> [Task requirements]
Gather every line in the entries below that contains the word "chair", and copy each of those lines in full.

> [Provided entries]
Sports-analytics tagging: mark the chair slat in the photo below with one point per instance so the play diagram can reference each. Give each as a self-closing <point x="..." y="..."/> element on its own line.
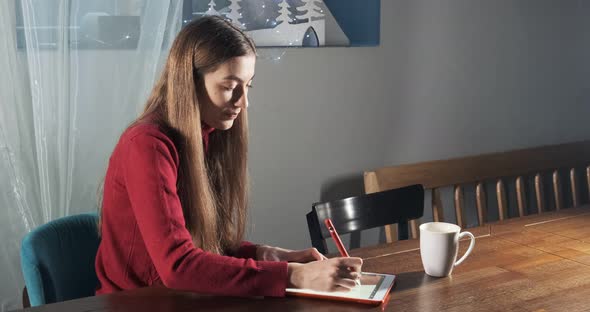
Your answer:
<point x="539" y="193"/>
<point x="437" y="208"/>
<point x="574" y="186"/>
<point x="501" y="196"/>
<point x="459" y="206"/>
<point x="481" y="203"/>
<point x="520" y="196"/>
<point x="557" y="191"/>
<point x="415" y="228"/>
<point x="372" y="186"/>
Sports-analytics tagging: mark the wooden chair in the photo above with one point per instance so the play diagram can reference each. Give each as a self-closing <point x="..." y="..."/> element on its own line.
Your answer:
<point x="365" y="212"/>
<point x="497" y="168"/>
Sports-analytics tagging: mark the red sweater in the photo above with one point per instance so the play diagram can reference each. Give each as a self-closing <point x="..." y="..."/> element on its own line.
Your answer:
<point x="144" y="238"/>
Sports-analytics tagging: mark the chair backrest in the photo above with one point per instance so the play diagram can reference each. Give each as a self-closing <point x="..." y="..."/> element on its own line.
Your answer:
<point x="499" y="168"/>
<point x="365" y="212"/>
<point x="57" y="259"/>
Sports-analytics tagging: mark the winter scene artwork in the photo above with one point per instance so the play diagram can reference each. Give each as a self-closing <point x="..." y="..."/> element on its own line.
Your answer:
<point x="272" y="23"/>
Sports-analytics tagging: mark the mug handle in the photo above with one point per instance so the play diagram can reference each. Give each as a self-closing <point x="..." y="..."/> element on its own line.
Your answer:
<point x="461" y="235"/>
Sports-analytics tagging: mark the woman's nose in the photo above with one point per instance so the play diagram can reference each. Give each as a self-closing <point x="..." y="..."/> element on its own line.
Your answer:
<point x="241" y="99"/>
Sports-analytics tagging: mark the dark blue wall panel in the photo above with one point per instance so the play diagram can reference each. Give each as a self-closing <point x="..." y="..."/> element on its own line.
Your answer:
<point x="359" y="19"/>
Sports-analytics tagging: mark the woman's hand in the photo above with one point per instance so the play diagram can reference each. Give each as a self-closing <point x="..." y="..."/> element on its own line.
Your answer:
<point x="269" y="253"/>
<point x="336" y="274"/>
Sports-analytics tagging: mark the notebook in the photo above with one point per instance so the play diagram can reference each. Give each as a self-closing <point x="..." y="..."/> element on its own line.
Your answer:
<point x="373" y="289"/>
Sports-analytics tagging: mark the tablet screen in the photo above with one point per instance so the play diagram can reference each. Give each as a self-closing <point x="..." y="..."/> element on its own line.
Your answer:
<point x="373" y="287"/>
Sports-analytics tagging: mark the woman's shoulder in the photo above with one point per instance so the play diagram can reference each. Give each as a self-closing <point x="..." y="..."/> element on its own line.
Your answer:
<point x="148" y="134"/>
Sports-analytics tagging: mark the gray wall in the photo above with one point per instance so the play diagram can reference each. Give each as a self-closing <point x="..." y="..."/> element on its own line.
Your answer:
<point x="451" y="78"/>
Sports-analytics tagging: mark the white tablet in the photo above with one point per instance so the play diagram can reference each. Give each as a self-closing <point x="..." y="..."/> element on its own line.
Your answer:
<point x="373" y="289"/>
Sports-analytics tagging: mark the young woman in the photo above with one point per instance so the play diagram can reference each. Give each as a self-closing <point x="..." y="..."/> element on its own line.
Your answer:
<point x="175" y="192"/>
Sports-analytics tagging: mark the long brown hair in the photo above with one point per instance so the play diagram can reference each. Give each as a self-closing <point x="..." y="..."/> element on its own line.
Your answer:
<point x="212" y="186"/>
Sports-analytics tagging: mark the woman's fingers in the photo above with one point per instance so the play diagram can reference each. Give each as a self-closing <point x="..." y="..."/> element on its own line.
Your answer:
<point x="353" y="263"/>
<point x="346" y="283"/>
<point x="316" y="255"/>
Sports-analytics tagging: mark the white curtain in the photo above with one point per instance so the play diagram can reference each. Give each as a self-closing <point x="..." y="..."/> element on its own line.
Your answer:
<point x="73" y="74"/>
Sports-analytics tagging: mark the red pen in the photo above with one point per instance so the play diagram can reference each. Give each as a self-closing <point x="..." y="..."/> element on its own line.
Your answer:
<point x="336" y="238"/>
<point x="338" y="241"/>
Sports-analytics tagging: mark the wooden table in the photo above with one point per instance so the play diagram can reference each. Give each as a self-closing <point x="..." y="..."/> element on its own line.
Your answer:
<point x="536" y="263"/>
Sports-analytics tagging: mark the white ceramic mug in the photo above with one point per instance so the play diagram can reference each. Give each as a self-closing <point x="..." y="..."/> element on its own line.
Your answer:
<point x="439" y="244"/>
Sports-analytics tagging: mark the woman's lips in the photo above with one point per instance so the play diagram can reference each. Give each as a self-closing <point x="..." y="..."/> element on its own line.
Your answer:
<point x="230" y="115"/>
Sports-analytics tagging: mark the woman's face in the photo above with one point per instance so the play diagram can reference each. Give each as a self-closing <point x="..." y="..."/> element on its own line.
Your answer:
<point x="226" y="91"/>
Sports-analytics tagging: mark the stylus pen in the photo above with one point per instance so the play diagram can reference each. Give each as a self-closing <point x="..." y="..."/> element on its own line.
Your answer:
<point x="338" y="241"/>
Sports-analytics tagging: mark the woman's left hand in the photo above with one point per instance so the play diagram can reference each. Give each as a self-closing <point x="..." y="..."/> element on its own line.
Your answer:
<point x="269" y="253"/>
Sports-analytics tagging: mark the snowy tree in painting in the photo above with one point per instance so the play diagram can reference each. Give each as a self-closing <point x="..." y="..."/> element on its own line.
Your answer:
<point x="211" y="10"/>
<point x="273" y="22"/>
<point x="297" y="15"/>
<point x="259" y="14"/>
<point x="318" y="9"/>
<point x="234" y="15"/>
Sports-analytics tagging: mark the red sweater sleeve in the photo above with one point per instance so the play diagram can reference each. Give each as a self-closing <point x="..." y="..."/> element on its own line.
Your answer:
<point x="150" y="178"/>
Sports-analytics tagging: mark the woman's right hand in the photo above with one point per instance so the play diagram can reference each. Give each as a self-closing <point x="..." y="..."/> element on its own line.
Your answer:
<point x="336" y="274"/>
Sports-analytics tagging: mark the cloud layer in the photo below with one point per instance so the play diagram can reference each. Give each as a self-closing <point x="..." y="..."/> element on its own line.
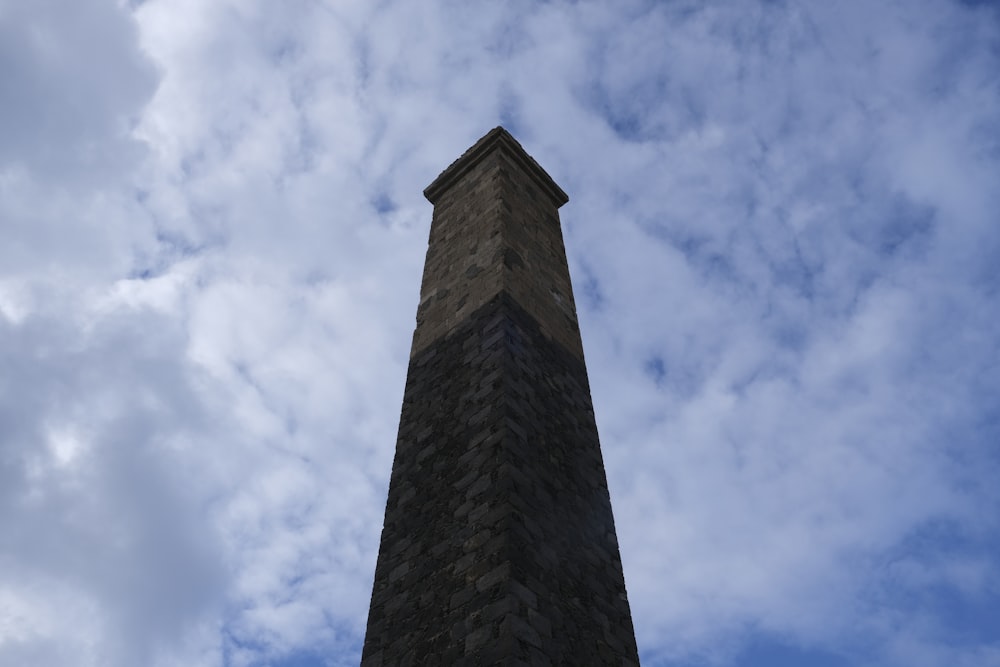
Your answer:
<point x="782" y="232"/>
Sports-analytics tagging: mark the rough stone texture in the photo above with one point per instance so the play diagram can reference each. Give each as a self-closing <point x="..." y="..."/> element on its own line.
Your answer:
<point x="498" y="546"/>
<point x="496" y="228"/>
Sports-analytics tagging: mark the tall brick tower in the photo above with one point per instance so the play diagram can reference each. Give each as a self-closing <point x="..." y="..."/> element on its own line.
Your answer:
<point x="499" y="544"/>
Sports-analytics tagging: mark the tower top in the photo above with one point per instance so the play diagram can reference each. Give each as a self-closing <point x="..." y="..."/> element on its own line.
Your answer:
<point x="495" y="229"/>
<point x="496" y="139"/>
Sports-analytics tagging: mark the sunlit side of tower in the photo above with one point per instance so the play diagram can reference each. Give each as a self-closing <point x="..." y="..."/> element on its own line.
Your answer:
<point x="498" y="546"/>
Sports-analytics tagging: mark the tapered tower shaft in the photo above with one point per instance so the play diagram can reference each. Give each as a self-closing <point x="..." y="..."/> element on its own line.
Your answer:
<point x="498" y="546"/>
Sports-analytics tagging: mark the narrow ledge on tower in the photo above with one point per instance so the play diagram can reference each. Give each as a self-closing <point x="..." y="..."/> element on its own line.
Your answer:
<point x="497" y="138"/>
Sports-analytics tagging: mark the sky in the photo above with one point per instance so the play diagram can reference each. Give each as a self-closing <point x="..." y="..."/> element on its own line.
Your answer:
<point x="783" y="235"/>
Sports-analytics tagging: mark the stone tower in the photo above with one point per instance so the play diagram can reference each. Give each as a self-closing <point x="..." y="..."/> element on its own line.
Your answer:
<point x="498" y="546"/>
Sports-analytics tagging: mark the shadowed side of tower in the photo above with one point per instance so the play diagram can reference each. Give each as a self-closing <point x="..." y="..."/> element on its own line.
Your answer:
<point x="498" y="546"/>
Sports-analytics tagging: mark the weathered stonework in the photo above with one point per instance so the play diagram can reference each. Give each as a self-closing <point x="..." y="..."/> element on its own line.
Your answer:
<point x="498" y="546"/>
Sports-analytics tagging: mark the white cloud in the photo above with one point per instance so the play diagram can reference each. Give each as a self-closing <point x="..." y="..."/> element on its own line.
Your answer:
<point x="781" y="232"/>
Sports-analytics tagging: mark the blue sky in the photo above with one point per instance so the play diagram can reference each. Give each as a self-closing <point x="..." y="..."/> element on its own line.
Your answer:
<point x="783" y="236"/>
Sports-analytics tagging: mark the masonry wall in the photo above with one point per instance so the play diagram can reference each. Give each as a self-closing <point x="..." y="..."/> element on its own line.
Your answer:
<point x="498" y="545"/>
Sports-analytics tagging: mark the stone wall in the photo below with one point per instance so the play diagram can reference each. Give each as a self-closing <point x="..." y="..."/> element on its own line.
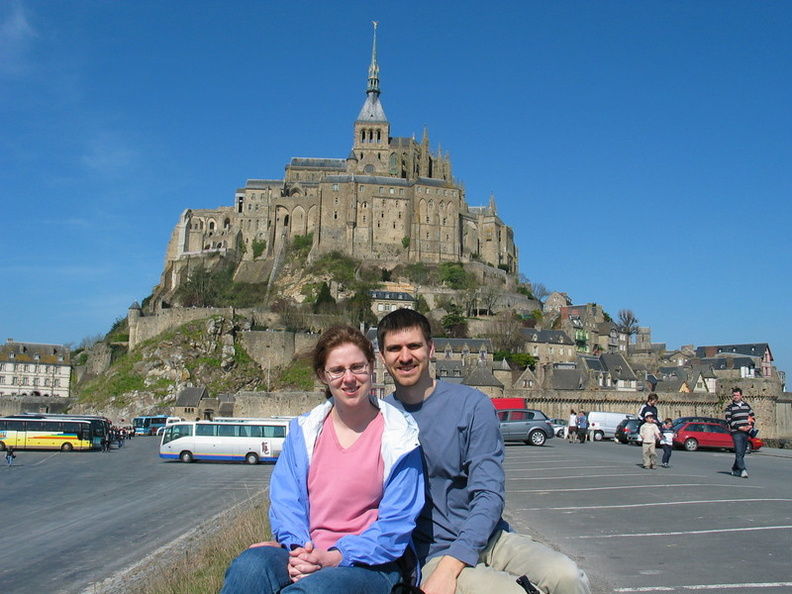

> [Written answer]
Sports-analytics tagging: mark the chair slat in the photo below with one point per instance so the play diagram can reference each. Give each as a self-closing <point x="..." y="..."/> element on its own line.
Sports-analytics tagging: mark the wooden chair in the photo above with one point per instance so the play diagram can reference each. Give each as a self-closing <point x="..." y="..."/> element on its own line.
Sports-analytics tagging: mark the chair backrest in the photo above with one point per instance so the play diagram can reference each. Give each as a self-closing <point x="..." y="..."/> element on its own line.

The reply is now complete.